• **Objectifs**
1: Résumez le passage sur le civis en deux phrases.
2: Recopiez tout le passage sur le civis, depuis « Le Gaffiot, site » jusqu'à « le discriminent aussi. » inclus.
==== Passage fourni ====
Le Gaffiot, site en ligne (https://www.lexilogos.com/latin/), nous ouvre un champ de connaissances : le civis est en interaction avec d’autres : le Populus Romanus, les peregrini, la familia, mais aussi le libertus, la plebs ou les  patres [voir l’Annexe en fin d’article ]. On le voit, il se comprend donc dans sa relation à un groupe d’hommes, de femmes, d’esclaves, d’enfants, d’affranchis, de pérégrins, de nobles et de plébéiens. Il est membre d’un groupe, d’un corps social, dans lequel il s’inscrit pleinement, pour lequel il revêt des rôles, des fonctions et des missions ; ou au contraire, il se caractérise par rapport à ces groupes auxquels il n’appartient justement pas. Circonscrire une notion, c’est donc bien tracer des limites et laisser apparaître des mots connexes qui l’éclairent, le discriminent aussi.
==== Données fournies ====
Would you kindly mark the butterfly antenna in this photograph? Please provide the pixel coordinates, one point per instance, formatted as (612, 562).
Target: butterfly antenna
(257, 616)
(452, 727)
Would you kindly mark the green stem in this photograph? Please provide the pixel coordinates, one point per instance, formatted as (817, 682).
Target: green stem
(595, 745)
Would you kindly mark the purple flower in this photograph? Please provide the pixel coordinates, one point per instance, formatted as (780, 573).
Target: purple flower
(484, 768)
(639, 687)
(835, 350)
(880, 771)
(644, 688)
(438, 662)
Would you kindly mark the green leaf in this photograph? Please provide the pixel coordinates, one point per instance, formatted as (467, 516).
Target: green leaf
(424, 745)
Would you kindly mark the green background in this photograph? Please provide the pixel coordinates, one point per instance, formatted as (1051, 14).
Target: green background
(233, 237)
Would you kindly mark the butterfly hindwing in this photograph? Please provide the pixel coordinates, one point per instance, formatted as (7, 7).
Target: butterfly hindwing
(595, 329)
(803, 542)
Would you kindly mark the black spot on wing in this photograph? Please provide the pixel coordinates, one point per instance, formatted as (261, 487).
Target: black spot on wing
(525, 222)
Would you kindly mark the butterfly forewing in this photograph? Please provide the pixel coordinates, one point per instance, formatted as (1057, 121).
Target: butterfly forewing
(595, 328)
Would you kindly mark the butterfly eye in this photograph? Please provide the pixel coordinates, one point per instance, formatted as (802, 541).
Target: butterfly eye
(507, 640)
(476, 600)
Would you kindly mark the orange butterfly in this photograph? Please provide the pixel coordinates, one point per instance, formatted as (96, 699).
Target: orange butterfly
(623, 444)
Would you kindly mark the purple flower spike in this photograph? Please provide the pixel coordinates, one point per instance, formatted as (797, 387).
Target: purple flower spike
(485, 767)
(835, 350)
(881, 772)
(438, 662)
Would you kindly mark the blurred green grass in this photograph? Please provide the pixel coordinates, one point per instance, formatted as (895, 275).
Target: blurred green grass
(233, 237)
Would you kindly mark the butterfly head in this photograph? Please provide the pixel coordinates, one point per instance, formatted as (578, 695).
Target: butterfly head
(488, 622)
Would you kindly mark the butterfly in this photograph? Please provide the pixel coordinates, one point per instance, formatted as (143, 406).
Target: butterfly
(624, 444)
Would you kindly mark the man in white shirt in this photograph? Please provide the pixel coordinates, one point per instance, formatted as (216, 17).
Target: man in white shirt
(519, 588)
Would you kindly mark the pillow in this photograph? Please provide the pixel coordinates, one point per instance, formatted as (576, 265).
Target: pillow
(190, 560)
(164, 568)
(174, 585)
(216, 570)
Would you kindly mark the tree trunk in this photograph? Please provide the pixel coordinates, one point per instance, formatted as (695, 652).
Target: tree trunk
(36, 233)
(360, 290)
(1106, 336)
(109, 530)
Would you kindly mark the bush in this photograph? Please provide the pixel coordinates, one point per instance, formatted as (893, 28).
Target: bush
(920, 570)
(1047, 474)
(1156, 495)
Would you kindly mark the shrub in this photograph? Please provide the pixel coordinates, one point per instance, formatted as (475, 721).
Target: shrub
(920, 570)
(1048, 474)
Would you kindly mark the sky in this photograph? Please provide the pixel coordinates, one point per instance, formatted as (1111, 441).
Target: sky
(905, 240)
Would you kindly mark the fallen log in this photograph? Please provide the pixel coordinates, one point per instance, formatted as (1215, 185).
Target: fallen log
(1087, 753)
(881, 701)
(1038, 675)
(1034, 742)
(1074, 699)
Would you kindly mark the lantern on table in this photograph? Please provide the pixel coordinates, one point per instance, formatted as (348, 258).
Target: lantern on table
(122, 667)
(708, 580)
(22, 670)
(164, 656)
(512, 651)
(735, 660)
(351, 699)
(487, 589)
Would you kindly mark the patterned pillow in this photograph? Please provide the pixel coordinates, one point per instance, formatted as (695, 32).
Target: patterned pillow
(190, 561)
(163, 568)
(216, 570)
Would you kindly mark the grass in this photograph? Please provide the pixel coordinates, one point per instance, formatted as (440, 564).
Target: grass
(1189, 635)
====
• **Réponses par objectif**
1: D'après le Gaffiot en ligne, le civis se comprend dans sa relation à d'autres groupes, comme le Populus Romanus, les pérégrins, la familia, les affranchis, la plèbe ou les patres. Il est membre d'un corps social où il revêt des rôles, des fonctions et des missions, ou se caractérise au contraire par rapport aux groupes auxquels il n'appartient pas.

2:
Le Gaffiot, site en ligne (https://www.lexilogos.com/latin/), nous ouvre un champ de connaissances : le civis est en interaction avec d’autres : le Populus Romanus, les peregrini, la familia, mais aussi le libertus, la plebs ou les  patres [voir l’Annexe en fin d’article ]. On le voit, il se comprend donc dans sa relation à un groupe d’hommes, de femmes, d’esclaves, d’enfants, d’affranchis, de pérégrins, de nobles et de plébéiens. Il est membre d’un groupe, d’un corps social, dans lequel il s’inscrit pleinement, pour lequel il revêt des rôles, des fonctions et des missions ; ou au contraire, il se caractérise par rapport à ces groupes auxquels il n’appartient justement pas. Circonscrire une notion, c’est donc bien tracer des limites et laisser apparaître des mots connexes qui l’éclairent, le discriminent aussi.